## begin

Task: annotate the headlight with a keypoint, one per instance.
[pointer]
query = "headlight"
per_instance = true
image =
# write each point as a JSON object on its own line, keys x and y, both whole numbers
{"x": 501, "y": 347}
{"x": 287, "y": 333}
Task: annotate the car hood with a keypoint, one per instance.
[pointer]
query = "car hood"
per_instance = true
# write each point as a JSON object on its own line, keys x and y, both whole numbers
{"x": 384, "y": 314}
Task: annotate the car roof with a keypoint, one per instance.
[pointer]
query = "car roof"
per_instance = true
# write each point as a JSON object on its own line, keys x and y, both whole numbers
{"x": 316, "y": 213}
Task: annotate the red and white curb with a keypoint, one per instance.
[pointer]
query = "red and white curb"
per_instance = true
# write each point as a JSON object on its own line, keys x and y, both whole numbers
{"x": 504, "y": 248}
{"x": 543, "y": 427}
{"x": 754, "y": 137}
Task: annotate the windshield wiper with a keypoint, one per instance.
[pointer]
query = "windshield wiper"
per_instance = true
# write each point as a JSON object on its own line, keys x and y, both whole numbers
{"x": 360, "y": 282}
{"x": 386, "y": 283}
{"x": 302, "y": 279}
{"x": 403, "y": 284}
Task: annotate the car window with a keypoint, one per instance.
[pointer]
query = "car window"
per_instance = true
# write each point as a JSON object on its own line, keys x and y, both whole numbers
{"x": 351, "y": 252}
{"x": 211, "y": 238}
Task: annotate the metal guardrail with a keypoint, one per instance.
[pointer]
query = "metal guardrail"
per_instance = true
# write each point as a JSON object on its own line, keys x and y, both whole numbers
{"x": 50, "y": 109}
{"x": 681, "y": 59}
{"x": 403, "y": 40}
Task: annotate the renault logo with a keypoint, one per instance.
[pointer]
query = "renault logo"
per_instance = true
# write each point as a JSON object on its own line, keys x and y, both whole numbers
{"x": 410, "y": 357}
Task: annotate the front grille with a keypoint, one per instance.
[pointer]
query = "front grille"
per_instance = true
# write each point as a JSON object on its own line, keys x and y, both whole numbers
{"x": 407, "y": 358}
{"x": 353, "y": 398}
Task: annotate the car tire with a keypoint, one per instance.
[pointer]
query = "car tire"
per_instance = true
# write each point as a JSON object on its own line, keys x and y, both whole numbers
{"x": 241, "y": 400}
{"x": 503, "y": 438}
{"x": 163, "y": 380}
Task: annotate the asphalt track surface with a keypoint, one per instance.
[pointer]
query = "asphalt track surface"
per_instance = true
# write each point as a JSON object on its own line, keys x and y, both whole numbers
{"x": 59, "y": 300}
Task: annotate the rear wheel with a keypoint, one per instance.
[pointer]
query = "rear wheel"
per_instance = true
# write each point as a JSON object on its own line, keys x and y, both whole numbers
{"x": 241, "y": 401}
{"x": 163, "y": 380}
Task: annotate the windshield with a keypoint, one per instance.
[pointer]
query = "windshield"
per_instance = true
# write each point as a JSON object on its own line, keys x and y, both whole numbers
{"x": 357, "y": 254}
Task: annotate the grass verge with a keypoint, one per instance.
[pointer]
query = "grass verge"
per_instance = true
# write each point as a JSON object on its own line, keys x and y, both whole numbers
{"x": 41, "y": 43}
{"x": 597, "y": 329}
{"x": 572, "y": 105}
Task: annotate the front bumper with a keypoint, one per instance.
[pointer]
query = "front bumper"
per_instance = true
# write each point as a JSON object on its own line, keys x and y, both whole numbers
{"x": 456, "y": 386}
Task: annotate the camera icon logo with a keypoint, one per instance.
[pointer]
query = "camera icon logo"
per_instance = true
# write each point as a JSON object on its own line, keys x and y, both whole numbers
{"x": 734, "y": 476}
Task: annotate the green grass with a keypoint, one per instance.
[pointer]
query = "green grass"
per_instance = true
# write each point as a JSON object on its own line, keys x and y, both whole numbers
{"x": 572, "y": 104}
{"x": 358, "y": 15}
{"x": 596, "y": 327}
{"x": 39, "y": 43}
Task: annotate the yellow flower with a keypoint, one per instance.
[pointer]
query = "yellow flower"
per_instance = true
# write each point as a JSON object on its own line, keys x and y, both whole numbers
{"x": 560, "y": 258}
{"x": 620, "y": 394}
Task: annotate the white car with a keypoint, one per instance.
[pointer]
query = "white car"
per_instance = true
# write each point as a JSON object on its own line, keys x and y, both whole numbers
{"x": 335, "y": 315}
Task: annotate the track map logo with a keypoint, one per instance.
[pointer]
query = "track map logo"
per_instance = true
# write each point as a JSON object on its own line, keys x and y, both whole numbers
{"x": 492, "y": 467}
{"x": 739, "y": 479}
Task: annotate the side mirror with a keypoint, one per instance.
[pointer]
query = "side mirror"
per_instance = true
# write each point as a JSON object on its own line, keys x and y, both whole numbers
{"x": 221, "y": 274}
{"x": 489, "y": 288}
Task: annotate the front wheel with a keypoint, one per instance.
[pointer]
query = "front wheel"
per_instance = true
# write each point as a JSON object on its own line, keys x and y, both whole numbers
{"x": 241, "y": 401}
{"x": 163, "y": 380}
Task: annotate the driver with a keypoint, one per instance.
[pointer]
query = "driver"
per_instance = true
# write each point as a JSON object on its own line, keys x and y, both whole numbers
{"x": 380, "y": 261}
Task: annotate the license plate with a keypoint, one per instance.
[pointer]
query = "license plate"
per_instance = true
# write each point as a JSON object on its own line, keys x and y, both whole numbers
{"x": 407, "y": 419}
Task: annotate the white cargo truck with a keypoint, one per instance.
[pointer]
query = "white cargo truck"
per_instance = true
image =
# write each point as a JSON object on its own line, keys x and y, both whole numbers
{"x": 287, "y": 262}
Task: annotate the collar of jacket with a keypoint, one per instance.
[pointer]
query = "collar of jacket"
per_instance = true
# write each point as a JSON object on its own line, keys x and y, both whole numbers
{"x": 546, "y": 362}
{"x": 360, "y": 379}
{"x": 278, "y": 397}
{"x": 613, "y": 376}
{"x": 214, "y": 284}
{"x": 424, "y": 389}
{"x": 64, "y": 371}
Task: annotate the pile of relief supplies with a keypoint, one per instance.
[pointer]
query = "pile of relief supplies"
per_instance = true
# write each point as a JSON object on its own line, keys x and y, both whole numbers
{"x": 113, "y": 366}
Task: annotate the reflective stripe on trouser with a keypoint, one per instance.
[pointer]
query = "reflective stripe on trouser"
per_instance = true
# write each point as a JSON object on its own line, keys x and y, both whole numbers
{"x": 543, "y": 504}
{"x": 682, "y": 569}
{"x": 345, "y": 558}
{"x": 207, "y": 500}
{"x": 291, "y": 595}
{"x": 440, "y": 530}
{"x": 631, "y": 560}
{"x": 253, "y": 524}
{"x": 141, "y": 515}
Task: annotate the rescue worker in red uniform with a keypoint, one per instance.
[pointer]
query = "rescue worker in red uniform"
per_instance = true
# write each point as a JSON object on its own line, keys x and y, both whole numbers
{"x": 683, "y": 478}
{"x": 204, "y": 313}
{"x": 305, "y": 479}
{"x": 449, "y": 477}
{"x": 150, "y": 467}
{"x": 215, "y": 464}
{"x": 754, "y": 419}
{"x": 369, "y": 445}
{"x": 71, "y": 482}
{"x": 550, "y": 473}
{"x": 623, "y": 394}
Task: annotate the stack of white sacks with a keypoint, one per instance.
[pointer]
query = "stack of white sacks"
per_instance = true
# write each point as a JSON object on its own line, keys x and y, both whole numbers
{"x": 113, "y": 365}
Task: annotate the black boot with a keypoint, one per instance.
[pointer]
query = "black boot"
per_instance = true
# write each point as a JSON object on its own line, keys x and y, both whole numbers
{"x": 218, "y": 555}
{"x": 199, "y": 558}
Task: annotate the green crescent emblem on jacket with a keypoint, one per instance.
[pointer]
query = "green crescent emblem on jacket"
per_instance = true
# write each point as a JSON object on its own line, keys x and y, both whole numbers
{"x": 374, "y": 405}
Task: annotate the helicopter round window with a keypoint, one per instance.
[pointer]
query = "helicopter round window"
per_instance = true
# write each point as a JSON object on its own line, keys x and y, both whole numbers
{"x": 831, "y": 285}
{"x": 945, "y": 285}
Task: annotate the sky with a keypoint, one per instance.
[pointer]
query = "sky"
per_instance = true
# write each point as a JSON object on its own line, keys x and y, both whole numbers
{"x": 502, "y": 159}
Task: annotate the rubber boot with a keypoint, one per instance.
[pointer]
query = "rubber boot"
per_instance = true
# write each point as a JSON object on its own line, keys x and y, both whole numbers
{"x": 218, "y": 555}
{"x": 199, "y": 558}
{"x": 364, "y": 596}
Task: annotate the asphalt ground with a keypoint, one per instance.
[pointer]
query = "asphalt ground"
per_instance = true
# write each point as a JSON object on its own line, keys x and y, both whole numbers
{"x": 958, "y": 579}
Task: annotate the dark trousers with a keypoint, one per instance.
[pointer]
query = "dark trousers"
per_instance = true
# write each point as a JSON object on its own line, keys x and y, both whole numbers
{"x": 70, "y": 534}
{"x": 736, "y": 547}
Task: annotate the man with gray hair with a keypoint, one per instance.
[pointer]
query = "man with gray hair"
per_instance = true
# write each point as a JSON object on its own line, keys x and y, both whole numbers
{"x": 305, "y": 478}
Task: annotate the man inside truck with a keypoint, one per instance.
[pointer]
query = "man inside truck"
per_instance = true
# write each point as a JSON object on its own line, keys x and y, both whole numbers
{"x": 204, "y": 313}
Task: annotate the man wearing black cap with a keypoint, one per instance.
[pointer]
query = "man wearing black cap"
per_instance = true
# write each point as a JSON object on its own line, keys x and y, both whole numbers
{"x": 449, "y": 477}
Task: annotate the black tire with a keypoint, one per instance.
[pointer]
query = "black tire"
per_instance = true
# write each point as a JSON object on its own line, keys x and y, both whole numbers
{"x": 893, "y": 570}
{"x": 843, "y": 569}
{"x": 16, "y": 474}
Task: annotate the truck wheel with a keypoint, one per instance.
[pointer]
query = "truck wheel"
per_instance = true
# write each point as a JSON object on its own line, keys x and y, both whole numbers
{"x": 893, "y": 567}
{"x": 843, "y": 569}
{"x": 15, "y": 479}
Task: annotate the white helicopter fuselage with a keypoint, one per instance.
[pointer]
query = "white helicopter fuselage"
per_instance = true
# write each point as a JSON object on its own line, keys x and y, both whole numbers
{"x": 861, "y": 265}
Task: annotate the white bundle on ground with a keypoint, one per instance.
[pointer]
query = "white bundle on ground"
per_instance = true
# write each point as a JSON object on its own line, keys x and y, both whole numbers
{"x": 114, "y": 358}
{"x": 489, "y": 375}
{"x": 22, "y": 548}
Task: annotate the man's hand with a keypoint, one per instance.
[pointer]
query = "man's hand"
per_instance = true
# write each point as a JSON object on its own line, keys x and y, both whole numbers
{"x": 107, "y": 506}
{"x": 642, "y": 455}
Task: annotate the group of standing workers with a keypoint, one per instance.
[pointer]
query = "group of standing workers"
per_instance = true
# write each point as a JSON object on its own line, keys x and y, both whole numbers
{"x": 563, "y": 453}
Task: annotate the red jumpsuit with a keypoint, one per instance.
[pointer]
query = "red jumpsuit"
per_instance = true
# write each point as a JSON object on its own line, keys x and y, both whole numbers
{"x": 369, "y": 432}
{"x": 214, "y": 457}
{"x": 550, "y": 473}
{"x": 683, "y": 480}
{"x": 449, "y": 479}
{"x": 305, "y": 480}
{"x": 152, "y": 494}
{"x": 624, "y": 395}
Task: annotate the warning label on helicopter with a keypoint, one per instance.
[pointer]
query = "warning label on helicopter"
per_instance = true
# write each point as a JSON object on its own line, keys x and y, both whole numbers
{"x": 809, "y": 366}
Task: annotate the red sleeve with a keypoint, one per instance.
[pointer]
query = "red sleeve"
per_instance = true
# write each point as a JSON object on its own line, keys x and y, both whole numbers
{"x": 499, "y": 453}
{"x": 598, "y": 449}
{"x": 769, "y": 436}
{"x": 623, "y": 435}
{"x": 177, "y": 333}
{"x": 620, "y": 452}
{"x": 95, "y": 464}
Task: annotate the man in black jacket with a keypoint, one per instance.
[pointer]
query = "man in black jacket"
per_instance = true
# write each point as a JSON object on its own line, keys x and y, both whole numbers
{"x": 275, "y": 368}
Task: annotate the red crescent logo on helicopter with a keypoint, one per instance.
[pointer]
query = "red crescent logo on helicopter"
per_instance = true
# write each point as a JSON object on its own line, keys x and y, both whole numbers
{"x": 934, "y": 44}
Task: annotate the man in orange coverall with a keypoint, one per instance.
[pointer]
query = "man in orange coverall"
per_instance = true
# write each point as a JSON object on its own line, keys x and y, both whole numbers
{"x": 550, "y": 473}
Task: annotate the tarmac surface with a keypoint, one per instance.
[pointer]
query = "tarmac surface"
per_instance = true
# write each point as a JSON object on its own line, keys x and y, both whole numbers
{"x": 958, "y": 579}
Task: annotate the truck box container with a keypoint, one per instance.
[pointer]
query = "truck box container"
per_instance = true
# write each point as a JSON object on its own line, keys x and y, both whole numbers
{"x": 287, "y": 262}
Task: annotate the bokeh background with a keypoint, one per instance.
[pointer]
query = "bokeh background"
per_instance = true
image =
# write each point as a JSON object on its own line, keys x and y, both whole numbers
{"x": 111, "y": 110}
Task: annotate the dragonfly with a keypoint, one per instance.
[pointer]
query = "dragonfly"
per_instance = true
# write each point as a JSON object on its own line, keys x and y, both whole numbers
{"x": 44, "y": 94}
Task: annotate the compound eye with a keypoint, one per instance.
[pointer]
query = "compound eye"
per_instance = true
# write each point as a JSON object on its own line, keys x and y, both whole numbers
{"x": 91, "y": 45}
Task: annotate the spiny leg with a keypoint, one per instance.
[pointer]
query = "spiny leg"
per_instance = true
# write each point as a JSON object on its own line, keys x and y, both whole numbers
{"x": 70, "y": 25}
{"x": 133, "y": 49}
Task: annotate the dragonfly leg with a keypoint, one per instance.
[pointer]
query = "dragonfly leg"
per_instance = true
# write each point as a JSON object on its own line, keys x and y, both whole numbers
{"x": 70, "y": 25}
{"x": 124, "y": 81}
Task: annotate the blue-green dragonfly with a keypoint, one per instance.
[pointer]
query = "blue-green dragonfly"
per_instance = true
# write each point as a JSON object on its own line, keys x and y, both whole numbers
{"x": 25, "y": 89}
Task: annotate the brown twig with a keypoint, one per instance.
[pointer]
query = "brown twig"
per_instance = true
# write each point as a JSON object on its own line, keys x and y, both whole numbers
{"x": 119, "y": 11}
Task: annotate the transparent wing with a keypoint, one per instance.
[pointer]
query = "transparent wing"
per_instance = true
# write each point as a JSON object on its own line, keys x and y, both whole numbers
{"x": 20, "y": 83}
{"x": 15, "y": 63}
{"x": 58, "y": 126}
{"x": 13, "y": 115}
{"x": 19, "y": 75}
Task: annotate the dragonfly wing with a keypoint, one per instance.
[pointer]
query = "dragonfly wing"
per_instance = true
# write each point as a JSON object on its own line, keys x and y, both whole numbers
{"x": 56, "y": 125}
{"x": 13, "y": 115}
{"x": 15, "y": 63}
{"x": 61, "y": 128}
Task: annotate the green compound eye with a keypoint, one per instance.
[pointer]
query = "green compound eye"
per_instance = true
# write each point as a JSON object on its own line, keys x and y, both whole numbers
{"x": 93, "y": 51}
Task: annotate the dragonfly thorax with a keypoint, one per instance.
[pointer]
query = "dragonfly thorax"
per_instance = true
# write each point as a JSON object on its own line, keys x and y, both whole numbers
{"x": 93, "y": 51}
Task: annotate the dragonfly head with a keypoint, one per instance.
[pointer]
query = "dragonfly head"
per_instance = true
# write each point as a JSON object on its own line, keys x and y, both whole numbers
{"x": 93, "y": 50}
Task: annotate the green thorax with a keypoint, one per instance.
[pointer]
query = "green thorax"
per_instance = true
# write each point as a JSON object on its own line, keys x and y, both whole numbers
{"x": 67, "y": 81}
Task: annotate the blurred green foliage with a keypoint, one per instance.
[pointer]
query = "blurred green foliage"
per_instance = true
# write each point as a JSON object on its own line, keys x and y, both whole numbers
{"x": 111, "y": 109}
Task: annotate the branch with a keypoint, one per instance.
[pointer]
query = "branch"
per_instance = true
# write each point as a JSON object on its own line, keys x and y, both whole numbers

## end

• EXERCISE REQUIREMENTS
Pull out every line from the one with "Task: annotate the brown" to the end of the listing, and output only those.

• OUTPUT FOR THIS EXERCISE
Task: annotate the brown twig with a keypoint, one per instance.
[pointer]
query = "brown twig"
per_instance = true
# write each point as a JSON object on its own line, keys x and y, both whole numbers
{"x": 119, "y": 11}
Task: annotate the transparent wing with a keypoint, one per instance.
[pointer]
query = "transparent wing"
per_instance = true
# write each point as a JSON object on its own line, keys x and y, both whole numbers
{"x": 20, "y": 83}
{"x": 15, "y": 63}
{"x": 58, "y": 126}
{"x": 13, "y": 115}
{"x": 19, "y": 75}
Task: annotate the dragonfly wing with a keypoint, one per instance.
[pointer]
query = "dragonfly wing"
per_instance = true
# write each point as a JSON object on its own line, keys x and y, both whole numbers
{"x": 56, "y": 125}
{"x": 13, "y": 115}
{"x": 15, "y": 63}
{"x": 61, "y": 128}
Task: annotate the green compound eye with a keypoint, one per instance.
[pointer]
query = "green compound eye"
per_instance = true
# write each point as a JSON object on its own line, keys x and y, both whole numbers
{"x": 93, "y": 51}
Task: annotate the dragonfly thorax with a keypoint, one per instance.
[pointer]
query = "dragonfly thorax"
per_instance = true
# write each point as a JSON object on its own line, keys x and y, both whole numbers
{"x": 93, "y": 51}
Task: annotate the dragonfly head with a keypoint, one per instance.
[pointer]
query = "dragonfly head"
per_instance = true
# write each point as a JSON object on its own line, keys x and y, both whole numbers
{"x": 93, "y": 50}
Task: annotate the green thorax with a keypoint, one per instance.
[pointer]
query = "green thorax"
per_instance = true
# write each point as a JSON object on its own line, keys x and y, both whole numbers
{"x": 67, "y": 81}
Task: annotate the blurred green foliage with a keypoint, one per instance.
[pointer]
query = "blurred green foliage"
per_instance = true
# write each point as a JSON object on its own line, keys x and y, both whole numbers
{"x": 111, "y": 109}
Task: annotate the branch with a keypoint, one per instance.
[pointer]
query = "branch"
per_instance = true
# write each point as a JSON object on its own line, keys x and y, both whole numbers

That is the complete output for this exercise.